- The task:
Pick out every line in the listing below that contains the word "window" and copy each of those lines in full.

- Material to process:
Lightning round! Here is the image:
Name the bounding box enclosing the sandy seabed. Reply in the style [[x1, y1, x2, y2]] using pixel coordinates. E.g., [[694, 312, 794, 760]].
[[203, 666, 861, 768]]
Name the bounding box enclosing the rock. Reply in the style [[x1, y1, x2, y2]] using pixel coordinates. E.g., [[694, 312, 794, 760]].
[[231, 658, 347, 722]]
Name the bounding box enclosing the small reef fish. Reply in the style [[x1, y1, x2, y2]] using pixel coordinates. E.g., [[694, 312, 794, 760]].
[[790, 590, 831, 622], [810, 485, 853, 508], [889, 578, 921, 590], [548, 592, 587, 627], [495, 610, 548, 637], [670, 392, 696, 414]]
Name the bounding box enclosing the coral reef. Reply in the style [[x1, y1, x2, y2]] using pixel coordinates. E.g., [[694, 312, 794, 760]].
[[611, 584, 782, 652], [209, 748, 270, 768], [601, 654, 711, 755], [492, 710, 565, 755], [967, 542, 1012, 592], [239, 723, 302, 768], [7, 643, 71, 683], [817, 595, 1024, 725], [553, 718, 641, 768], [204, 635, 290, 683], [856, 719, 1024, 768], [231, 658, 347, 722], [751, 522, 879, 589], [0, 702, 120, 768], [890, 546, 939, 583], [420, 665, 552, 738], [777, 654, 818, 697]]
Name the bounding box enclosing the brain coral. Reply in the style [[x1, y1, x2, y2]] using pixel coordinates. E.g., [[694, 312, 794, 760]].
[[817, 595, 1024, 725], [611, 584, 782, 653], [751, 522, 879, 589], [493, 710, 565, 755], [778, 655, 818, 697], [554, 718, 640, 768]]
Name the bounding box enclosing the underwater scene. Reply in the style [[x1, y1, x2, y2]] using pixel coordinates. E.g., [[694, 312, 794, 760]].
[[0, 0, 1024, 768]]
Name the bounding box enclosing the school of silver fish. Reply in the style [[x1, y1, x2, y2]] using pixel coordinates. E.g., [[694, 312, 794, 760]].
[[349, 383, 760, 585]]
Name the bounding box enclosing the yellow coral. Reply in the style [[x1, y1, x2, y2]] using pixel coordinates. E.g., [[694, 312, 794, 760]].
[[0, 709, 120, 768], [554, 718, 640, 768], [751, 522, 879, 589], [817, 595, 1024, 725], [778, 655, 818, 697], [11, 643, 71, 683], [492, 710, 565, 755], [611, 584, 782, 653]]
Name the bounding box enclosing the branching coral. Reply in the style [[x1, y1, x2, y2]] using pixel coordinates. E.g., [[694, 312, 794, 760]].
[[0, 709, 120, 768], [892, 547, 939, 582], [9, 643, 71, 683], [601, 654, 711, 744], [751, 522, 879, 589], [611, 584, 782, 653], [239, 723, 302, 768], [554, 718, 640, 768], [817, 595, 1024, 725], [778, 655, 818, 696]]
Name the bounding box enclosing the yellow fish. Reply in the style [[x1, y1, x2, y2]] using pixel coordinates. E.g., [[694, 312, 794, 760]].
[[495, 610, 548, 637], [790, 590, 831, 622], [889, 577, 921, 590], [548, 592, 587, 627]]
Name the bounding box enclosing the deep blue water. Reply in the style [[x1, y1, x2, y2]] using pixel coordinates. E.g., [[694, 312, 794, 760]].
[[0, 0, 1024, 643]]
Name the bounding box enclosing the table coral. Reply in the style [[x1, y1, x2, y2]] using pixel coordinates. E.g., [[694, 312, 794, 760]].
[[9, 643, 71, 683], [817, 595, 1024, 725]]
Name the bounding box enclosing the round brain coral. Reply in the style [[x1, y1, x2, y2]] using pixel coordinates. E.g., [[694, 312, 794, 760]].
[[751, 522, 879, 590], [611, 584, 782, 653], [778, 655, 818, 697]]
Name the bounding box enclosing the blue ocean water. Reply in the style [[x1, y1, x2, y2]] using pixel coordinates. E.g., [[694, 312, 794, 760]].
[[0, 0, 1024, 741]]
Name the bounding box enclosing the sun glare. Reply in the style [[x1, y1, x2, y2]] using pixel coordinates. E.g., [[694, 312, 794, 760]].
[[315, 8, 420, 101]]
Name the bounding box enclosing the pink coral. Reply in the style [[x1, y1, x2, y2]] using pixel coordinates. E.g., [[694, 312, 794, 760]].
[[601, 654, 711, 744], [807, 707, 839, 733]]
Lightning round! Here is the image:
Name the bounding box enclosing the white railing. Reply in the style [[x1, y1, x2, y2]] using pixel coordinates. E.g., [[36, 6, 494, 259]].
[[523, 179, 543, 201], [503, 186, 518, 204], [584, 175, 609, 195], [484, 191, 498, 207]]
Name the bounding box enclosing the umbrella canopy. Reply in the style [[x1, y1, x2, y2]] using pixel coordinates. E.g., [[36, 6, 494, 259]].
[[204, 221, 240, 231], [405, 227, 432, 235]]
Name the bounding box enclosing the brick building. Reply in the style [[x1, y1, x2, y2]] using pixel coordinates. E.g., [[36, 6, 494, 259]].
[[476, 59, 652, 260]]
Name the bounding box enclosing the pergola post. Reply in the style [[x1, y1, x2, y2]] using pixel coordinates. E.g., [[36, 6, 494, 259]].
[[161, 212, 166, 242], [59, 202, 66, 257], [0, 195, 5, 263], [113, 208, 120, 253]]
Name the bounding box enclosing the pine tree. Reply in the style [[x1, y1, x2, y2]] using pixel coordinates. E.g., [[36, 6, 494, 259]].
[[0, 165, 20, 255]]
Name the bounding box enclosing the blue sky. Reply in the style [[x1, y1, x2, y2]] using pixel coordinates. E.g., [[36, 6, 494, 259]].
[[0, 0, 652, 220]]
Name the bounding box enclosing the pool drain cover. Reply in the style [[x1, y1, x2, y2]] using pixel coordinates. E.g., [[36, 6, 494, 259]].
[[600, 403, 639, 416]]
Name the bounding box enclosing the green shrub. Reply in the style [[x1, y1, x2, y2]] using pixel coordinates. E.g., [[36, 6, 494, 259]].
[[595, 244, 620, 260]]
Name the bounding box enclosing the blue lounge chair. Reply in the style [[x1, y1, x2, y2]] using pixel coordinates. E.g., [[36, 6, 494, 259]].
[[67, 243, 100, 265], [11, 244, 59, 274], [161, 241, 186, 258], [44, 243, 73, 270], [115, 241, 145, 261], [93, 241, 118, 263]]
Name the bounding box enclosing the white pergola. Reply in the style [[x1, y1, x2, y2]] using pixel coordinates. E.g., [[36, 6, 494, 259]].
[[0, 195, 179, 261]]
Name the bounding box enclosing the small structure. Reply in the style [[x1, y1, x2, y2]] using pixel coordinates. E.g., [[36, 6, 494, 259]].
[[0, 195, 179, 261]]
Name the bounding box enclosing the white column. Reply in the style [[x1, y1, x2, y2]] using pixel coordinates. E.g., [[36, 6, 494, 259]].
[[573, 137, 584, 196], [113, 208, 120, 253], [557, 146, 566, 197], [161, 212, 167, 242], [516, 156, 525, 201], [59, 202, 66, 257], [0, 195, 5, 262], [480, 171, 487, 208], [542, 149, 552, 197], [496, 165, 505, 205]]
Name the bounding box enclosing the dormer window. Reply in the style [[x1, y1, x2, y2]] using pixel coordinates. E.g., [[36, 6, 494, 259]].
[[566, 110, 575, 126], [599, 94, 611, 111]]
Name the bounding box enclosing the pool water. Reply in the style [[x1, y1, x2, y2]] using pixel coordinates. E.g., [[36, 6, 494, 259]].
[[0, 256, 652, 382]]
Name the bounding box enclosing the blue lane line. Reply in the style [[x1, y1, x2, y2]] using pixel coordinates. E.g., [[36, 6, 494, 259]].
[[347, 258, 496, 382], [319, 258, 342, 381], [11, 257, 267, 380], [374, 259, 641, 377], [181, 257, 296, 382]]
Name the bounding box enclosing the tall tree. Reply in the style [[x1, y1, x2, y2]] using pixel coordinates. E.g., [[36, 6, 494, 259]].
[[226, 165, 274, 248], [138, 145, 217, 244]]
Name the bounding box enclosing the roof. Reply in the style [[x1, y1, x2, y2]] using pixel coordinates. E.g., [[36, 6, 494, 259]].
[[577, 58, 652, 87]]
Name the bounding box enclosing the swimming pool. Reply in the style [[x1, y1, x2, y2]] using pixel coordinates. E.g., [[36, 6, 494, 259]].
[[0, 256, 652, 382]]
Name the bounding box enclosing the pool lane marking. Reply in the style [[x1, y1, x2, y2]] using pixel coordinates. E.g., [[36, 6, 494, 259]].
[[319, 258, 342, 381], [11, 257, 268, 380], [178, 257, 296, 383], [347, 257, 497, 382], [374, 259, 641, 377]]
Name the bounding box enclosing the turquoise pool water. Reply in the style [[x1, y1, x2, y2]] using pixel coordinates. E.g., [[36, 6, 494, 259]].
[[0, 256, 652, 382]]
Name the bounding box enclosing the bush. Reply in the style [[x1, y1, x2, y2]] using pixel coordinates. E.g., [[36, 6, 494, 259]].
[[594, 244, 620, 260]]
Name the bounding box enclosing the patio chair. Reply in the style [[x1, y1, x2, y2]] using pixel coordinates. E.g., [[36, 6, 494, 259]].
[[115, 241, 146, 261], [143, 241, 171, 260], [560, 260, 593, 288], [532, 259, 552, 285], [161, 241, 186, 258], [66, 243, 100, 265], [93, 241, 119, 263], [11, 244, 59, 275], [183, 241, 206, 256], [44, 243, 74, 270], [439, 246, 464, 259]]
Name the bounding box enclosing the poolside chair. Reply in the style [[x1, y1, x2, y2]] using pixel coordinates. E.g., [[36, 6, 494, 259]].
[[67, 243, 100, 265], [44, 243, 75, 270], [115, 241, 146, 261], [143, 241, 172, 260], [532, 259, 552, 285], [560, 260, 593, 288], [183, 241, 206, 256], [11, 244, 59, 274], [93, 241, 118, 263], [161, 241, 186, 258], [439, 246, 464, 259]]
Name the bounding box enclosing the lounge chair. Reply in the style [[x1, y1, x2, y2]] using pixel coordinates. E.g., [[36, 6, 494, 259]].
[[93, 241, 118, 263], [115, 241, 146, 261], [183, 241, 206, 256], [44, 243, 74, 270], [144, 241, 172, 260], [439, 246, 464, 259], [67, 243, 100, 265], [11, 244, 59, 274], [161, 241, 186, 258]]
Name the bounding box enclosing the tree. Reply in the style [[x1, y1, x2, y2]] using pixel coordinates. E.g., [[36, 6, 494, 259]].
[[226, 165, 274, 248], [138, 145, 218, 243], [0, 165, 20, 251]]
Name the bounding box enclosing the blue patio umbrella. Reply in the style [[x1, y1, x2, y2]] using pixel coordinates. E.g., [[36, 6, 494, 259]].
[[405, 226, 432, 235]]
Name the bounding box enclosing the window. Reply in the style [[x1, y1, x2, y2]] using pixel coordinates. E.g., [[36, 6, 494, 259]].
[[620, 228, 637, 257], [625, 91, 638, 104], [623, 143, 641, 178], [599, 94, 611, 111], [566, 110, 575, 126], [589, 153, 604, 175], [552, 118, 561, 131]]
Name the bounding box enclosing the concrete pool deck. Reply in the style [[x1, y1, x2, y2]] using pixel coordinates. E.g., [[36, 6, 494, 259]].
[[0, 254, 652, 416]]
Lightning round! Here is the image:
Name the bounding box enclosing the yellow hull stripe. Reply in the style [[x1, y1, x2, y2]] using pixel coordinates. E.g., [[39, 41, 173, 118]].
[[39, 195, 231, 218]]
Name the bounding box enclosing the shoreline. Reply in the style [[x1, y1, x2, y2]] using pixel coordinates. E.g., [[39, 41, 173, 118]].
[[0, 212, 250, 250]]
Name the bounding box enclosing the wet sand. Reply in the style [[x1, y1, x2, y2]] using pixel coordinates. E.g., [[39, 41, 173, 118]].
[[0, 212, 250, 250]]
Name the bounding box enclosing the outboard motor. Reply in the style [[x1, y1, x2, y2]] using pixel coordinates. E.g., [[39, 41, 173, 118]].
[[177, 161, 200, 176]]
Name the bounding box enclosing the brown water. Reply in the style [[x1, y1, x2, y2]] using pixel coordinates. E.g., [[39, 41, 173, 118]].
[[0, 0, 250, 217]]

- Solution:
Name the bounding box enclosing the dormer window. Reply in the style [[x1, y1, x2, y2]] using pixel coordinates. E.g., [[36, 6, 494, 259]].
Name the bounding box enclosing the window. Reply in the style [[x1, y1, x2, y2]] using pixel coordinates. E.g., [[36, 6, 494, 259]].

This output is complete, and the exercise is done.